══ Extract

Prerequisite: Signup for Community Edition – see how here
Now that you have your free account we can now get started using Databricks. For community edition make sure you bookmark the url for later.
When you sign-in, if you’re after Community Edition make sure the login looks like this
A really good place to start is the Databrick Quickstart with a notebook which can be found here.
Once you’re in your environment should look like this
When I ran this quick start I wanted to use my own csv data (3rd party datasets) from the instructions here.
For this I wanted to use something more local so I choose to use Australian Open Data from here.
Once i have my dataset I can create a table from it in databricks. I want to stay on the least cost option so I’m going to upload it to Community Edition.
Then select your compute that you would have created when following the quick start. Be aware though on community edition they get stopped if you haven’t used them recently and this error can be a bit confusing at first
Pop over to your compute and you’ll most likely find it’s gone to sleep and you’ll want to restart it.

════
══ Excerpted records

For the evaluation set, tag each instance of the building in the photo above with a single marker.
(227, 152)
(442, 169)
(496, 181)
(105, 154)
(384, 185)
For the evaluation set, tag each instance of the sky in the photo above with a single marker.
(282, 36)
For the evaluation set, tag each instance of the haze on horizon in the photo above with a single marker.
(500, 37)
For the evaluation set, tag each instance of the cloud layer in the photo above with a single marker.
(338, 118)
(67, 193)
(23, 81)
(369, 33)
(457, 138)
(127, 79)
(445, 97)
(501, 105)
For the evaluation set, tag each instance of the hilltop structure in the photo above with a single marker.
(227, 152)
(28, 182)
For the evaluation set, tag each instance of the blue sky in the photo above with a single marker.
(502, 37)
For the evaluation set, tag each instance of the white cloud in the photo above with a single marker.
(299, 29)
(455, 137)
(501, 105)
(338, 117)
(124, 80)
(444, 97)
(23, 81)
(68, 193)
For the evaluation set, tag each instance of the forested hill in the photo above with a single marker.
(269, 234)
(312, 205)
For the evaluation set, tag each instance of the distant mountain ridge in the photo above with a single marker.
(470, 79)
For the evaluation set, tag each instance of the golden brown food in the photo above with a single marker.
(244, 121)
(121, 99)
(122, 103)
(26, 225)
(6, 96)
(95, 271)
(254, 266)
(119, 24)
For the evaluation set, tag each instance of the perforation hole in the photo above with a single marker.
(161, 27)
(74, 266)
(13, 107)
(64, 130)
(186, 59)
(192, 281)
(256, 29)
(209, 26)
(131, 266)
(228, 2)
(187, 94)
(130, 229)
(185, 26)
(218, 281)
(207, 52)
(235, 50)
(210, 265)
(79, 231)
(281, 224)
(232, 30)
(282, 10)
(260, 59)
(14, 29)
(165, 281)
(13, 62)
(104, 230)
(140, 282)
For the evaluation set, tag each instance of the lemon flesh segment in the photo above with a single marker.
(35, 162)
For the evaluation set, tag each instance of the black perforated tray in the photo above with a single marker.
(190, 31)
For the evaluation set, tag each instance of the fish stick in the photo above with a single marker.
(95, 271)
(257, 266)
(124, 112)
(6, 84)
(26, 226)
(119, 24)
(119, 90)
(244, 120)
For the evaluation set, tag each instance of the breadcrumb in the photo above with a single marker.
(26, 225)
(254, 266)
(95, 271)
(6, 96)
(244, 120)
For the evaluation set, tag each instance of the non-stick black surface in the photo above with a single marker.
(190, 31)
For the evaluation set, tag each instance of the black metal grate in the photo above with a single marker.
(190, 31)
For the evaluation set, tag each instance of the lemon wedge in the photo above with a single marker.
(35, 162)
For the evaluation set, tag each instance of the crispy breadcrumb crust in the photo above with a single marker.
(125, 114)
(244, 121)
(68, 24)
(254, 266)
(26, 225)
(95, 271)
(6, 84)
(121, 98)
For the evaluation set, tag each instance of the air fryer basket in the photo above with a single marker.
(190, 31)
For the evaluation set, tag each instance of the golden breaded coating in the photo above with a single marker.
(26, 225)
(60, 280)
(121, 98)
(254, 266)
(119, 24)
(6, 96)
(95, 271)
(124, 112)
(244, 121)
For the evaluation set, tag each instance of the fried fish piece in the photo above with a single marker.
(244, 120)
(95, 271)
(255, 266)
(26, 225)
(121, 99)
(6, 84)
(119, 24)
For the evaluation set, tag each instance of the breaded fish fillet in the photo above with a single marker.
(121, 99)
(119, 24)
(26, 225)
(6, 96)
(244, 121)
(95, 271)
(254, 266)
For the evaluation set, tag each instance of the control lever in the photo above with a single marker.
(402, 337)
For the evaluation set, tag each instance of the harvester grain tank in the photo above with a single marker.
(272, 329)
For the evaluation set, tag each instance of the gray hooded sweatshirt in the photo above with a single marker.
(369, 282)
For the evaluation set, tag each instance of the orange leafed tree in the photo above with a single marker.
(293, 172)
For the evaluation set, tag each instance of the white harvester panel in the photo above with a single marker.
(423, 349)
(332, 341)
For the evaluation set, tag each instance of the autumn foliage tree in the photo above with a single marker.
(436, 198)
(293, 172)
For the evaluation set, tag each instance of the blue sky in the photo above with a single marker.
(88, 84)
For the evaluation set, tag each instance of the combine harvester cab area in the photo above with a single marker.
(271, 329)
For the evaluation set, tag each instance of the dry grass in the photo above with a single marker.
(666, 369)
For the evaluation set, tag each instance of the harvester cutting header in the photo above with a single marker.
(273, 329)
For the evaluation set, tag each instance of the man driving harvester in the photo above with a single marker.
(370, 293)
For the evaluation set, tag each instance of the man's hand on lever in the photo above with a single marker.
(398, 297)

════

▸ Problems to solve:
1: List every resource that the Databricks walkthrough points to with the word "here."
2: According to the Databricks walkthrough, what happens to compute on Community Edition when it hasn't been used recently?

▸ Results of the tasks:
1:
- Instructions for signing up for Community Edition
- The Databricks Quickstart with a notebook
- The instructions for using your own CSV data (3rd party datasets)
- Australian Open Data

2: It gets stopped.